| EXPLORER LE CONTENU |
1/ D'après l'entretien avec Geoffrey Hinton, dans quelle ville Hinton a-t-il commencé par étudier la physiologie ?
2/ Dans l'entretien avec Geoffrey Hinton, relevez toutes les disciplines vers lesquelles Hinton s'est successivement tourné pour comprendre l'intelligence.
3/ Prolongez l'article sur l'entretien avec Geoffrey Hinton après sa dernière phrase.

| TEXTE DE LA PAGE |
┌──

Entretien avec Geoffrey Hinton
Godfather of AI
par Sana • 2024-05-20

Geoffrey Hinton, souvent salué comme le "parrain de l'IA", s'est récemment entretenu lors d'une conversation franche qui a levé le voile sur son parcours extraordinaire, les vérités surprenantes qu'il a découvertes, et les questions profondes qui continuent de le motiver. Des déceptions discrètes de ses premières recherches académiques aux laboratoires effervescents et tournés vers l'avenir de Carnegie Mellon, Hinton offre un regard profondément personnel et intellectuellement stimulant sur l'évolution de l'intelligence artificielle, ponctué de son mélange caractéristique d'humilité, d'une perspicacité aiguë et d'une saine dose de scepticisme face aux idées reçues.
Le chemin inattendu vers l'IA : doutes, déceptions et intuitions profondes
Le chemin de Hinton pour devenir un chercheur pionnier en IA était loin d'être linéaire. Sa quête initiale pour comprendre l'intelligence a commencé à Cambridge, en étudiant la physiologie. Pourtant, il a rapidement trouvé cela "très décevant" quand tout ce qu'il a appris était "comment les neurones conduisent les potentiels d'action, ce qui est très intéressant, mais cela ne vous dit pas comment le cerveau fonctionne". Une réorientation vers la philosophie pour comprendre l'esprit s'est avérée tout aussi frustrante. Ce n'est qu'à Édimbourg, en se plongeant dans l'IA, qu'il a ressenti une véritable étincelle : "au moins on pouvait simuler des choses pour tester des théories."
Cette déception précoce a forgé une intuition fondamentale. Il a lu Donald Hebb sur la force des connexions des réseaux de neurones et John von Neumann sur la façon dont le cerveau calcule différemment des ordinateurs traditionnels. Hinton s'est instinctivement détourné de l'approche dominante de l'intelligence par la logique symbolique. "Il me semblait qu'il devait y avoir une façon pour le cerveau d'apprendre, et ce n'était clairement pas en lui programmant toutes sortes de choses et en utilisant ensuite des règles d'inférence logique, ce qui m'a semblé fou dès le départ." Son attention s'est plutôt portée sur la question fondamentale de savoir comment les cerveaux apprennent à modifier les connexions au sein d'un réseau neuronal pour accomplir des tâches complexes, une simplicité élégante qui allait étayer une grande partie de ses travaux ultérieurs.

└──

| DONNÉES D'ENTRÉE |
┌──

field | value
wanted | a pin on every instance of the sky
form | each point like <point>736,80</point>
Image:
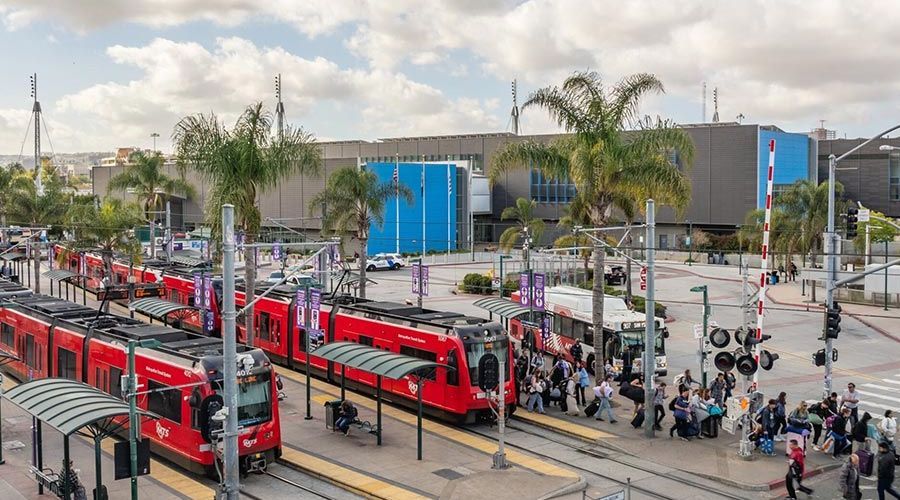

└──

| RÉSULTATS DANS L'ORDRE |
1/ À Cambridge.

2/ La physiologie, la philosophie et l'IA.

3/
Principaux enseignements :
- Les premières déceptions universitaires ont catalysé un virage vers la simulation et les tests empiriques en IA.
- Hinton a développé très tôt une forte intuition contre la logique symbolique comme modèle principal du fonctionnement cérébral.
- Son intérêt fondamental résidait dans la compréhension de la façon dont de simples opérations neuronales pouvaient mener à un apprentissage complexe.
Forger des connexions : des machines de Boltzmann aux "couches cachées"
L'atmosphère à Carnegie Mellon à la fin des années 1970 était électrique, un contraste frappant avec ses expériences précédentes en Angleterre. Hinton se souvient être allé au laboratoire un samedi soir à 21h pour le trouver "foisonnant... tous les étudiants étaient là et ils étaient tous là parce que ce sur quoi ils travaillaient était l'avenir." Ce terrain fertile a favorisé des collaborations cruciales, notamment avec Terry Sejnowski sur les machines de Boltzmann – une période que Hinton décrit comme "la recherche la plus passionnante que j'aie jamais faite". Bien qu'il croie maintenant que les machines de Boltzmann "ne fonctionnent pas comme le cerveau", l'élégance théorique de l'algorithme d'apprentissage reste une source de grande fierté.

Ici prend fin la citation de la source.